Fragmento del documento »
_____
Hace muchos años fui disc-jockey en La Boîte, un club en Barcelona donde cada noche del mundo había música en directo: blues, rock´n´roll y, ojo, también jazz de primerísima categoría. Por allí tocó Jimmy Smith, Lou Bennett, Bill Evans o Doc Cheatham quien, a la altura de sus noventa años, sonreía con solo dos dientes de oro a las chicas de buen ver y a todas las demás. Mientras tocaba tranquilo y en paz —un regalo extraño que solo debe ofrecer la cercanía de la muerte, digo yo—, alguien enumeró a quién había acompañado a lo largo de su vida: a Bessie Smith, a Cab Calloway, a Tito Puente. Un gigante del jazz este Doc Cheatham, hecho un saco de huesos, encantador y luminoso como su sonrisa tramposa. Coqueto, llevaba un desafiante peinado que empezaba en la nuca y acababa en la frente, y soplaba la trompeta como si la besara. Después, en La Boîte se bailaba hasta las tantas. Yo pinchaba música negra, bebía cerveza y comía kikos de la marca Churruca, feliz en mi cometido. Cuando ponía Get up offa that thing, de James Brown, un resorte me hacía saltar de la cabina a la pista para sumarme al sudor del baile colectivo. Muchas noches venía por allí a beber el novelista Francisco Casavella, flequillo atormentado y ojos que todo lo registraban. En La Boîte los discos sonaban a todo volumen, y a veces hablábamos de canciones a grito pelado. Él odiaba la Bossa Nova, y yo adoraba a Radio Birdman. Los discos, puro vinilo, observaban nuestra conversación con confusión.
_____
Datos de entrada »

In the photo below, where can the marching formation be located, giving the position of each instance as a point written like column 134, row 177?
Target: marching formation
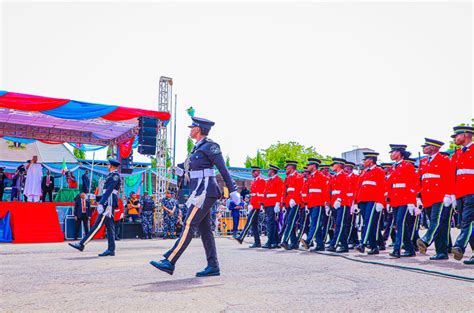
column 320, row 211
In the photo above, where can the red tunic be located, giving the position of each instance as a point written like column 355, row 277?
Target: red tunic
column 273, row 191
column 317, row 189
column 339, row 185
column 437, row 179
column 257, row 192
column 371, row 186
column 402, row 185
column 293, row 187
column 463, row 163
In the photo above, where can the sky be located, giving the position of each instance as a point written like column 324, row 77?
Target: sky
column 332, row 75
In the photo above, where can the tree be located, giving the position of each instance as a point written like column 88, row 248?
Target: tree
column 278, row 153
column 79, row 154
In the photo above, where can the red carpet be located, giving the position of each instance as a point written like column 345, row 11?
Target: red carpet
column 33, row 222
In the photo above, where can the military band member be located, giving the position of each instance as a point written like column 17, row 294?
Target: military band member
column 199, row 169
column 317, row 189
column 257, row 190
column 292, row 200
column 341, row 204
column 370, row 199
column 273, row 195
column 105, row 208
column 437, row 194
column 402, row 196
column 463, row 162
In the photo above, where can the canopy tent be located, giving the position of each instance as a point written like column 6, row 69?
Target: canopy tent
column 62, row 120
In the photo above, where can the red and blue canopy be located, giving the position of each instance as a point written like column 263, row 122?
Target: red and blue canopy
column 64, row 120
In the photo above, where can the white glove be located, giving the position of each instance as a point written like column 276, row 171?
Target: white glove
column 100, row 209
column 328, row 209
column 179, row 171
column 417, row 211
column 447, row 200
column 234, row 196
column 419, row 203
column 378, row 207
column 277, row 207
column 454, row 201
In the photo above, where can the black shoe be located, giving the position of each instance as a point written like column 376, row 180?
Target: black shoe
column 457, row 253
column 408, row 254
column 77, row 246
column 318, row 249
column 107, row 253
column 285, row 246
column 373, row 251
column 394, row 254
column 470, row 261
column 304, row 244
column 164, row 265
column 209, row 271
column 439, row 256
column 360, row 248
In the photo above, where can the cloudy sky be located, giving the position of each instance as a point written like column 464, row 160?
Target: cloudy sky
column 330, row 75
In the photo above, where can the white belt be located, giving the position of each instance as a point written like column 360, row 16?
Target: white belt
column 465, row 171
column 207, row 172
column 429, row 175
column 399, row 186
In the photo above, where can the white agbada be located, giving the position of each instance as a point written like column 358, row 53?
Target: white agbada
column 33, row 180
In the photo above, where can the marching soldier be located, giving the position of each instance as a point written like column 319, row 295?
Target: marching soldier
column 257, row 190
column 463, row 162
column 370, row 199
column 317, row 197
column 402, row 196
column 272, row 202
column 292, row 200
column 341, row 204
column 199, row 169
column 106, row 206
column 437, row 194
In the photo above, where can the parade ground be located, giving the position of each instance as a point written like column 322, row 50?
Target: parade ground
column 54, row 277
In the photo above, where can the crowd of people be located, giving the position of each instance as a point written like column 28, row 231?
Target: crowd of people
column 323, row 210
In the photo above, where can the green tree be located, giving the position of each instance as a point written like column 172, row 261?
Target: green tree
column 79, row 154
column 278, row 153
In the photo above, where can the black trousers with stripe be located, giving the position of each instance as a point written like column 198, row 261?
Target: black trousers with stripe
column 200, row 219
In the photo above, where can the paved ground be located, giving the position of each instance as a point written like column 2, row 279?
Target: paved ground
column 54, row 277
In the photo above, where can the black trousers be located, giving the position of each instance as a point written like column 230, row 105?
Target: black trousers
column 48, row 193
column 84, row 219
column 198, row 218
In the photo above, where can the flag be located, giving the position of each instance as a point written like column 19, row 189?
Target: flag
column 64, row 167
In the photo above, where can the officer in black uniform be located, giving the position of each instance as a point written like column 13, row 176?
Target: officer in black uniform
column 199, row 170
column 106, row 207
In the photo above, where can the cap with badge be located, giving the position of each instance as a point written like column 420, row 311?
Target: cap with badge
column 432, row 142
column 462, row 130
column 114, row 162
column 202, row 123
column 338, row 161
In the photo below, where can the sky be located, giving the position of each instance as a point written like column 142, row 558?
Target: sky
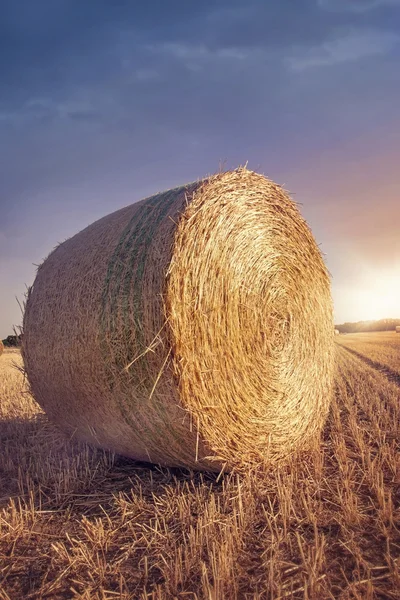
column 103, row 103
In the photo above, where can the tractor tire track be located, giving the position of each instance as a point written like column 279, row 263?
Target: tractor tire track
column 390, row 374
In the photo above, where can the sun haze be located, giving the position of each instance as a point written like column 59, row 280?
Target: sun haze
column 103, row 104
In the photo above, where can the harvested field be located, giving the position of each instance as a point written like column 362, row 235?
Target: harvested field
column 83, row 523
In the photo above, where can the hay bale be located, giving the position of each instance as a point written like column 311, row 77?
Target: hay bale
column 193, row 328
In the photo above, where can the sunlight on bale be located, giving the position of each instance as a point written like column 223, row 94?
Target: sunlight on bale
column 193, row 328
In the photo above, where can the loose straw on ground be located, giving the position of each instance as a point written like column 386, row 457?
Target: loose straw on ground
column 193, row 328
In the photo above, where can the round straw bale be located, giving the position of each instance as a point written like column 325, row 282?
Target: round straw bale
column 193, row 328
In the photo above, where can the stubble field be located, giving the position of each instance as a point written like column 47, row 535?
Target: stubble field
column 80, row 523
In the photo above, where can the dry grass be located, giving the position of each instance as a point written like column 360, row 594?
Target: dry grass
column 381, row 350
column 196, row 328
column 81, row 523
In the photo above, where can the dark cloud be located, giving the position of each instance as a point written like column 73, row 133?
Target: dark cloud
column 103, row 103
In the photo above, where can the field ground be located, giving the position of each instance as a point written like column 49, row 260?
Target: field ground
column 80, row 523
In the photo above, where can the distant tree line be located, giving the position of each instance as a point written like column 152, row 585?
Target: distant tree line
column 360, row 326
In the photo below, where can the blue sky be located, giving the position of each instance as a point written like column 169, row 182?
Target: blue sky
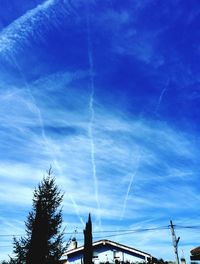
column 107, row 92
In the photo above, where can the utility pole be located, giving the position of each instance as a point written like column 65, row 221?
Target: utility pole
column 174, row 241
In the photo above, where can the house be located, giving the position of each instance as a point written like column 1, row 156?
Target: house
column 105, row 251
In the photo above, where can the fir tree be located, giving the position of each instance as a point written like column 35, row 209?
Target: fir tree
column 43, row 242
column 88, row 251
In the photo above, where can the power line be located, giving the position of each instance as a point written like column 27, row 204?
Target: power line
column 123, row 231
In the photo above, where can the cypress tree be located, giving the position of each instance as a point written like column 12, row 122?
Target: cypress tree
column 43, row 242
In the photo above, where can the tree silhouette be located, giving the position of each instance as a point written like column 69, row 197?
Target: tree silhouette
column 88, row 251
column 43, row 242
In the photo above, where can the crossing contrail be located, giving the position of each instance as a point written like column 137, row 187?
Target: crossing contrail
column 160, row 99
column 92, row 114
column 130, row 185
column 45, row 139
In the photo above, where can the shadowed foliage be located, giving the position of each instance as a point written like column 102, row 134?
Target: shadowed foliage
column 88, row 252
column 43, row 242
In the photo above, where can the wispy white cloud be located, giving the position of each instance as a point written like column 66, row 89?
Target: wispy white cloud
column 117, row 141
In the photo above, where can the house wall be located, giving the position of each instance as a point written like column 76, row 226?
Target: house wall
column 109, row 255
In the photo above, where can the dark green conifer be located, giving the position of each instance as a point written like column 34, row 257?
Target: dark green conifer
column 43, row 242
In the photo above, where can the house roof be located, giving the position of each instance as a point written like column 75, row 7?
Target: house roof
column 108, row 244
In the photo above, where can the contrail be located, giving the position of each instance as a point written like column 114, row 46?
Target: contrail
column 92, row 114
column 49, row 148
column 24, row 26
column 130, row 185
column 13, row 35
column 160, row 99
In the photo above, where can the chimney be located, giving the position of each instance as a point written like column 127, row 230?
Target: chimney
column 73, row 244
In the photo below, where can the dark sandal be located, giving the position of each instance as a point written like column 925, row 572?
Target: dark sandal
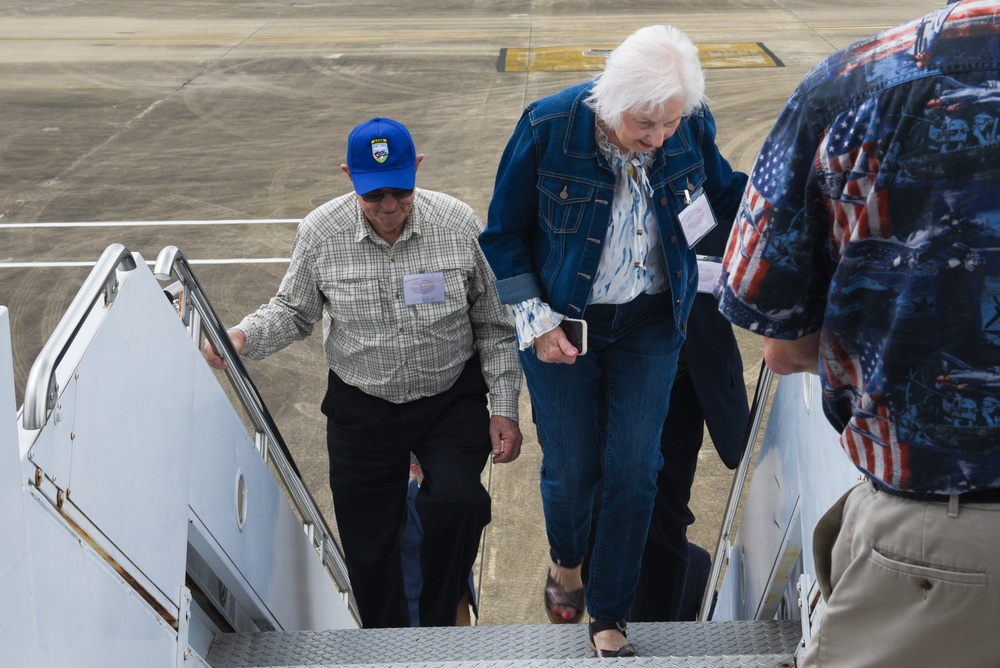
column 556, row 595
column 596, row 627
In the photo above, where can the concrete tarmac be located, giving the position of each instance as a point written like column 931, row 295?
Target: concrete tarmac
column 215, row 125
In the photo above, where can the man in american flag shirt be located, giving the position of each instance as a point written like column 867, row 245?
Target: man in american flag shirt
column 867, row 250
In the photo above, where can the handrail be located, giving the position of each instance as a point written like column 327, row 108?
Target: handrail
column 171, row 259
column 736, row 491
column 41, row 390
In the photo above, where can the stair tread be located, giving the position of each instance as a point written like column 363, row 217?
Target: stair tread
column 692, row 644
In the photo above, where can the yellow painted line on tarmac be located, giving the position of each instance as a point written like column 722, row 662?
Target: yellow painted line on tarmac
column 591, row 58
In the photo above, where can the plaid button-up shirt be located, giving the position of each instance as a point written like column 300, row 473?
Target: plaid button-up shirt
column 344, row 273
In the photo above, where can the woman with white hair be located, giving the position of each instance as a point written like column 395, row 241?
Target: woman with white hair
_____
Lista de tareas »
1/ Según el fragmento del documento, ¿de qué marca eran los kikos que comía quien pinchaba música en La Boîte?
2/ Expresa como una lista JSON de cadenas, una por línea y sin las líneas en blanco, las líneas del listado que empiezan en la que contiene "In the photo above, where can the dark cloud" y siguen hasta la que contiene "column 360, row 326", ambas incluidas.

Las soluciones »
1/ De la marca Churruca.

2/
[
  "In the photo above, where can the dark cloud be located, giving the position of each instance as a point written like column 73, row 133?",
  "Target: dark cloud",
  "column 103, row 103",
  "In the photo above, where can the field ground be located, giving the position of each instance as a point written like column 49, row 260?",
  "Target: field ground",
  "column 80, row 523",
  "In the photo above, where can the distant tree line be located, giving the position of each instance as a point written like column 152, row 585?",
  "Target: distant tree line",
  "column 360, row 326"
]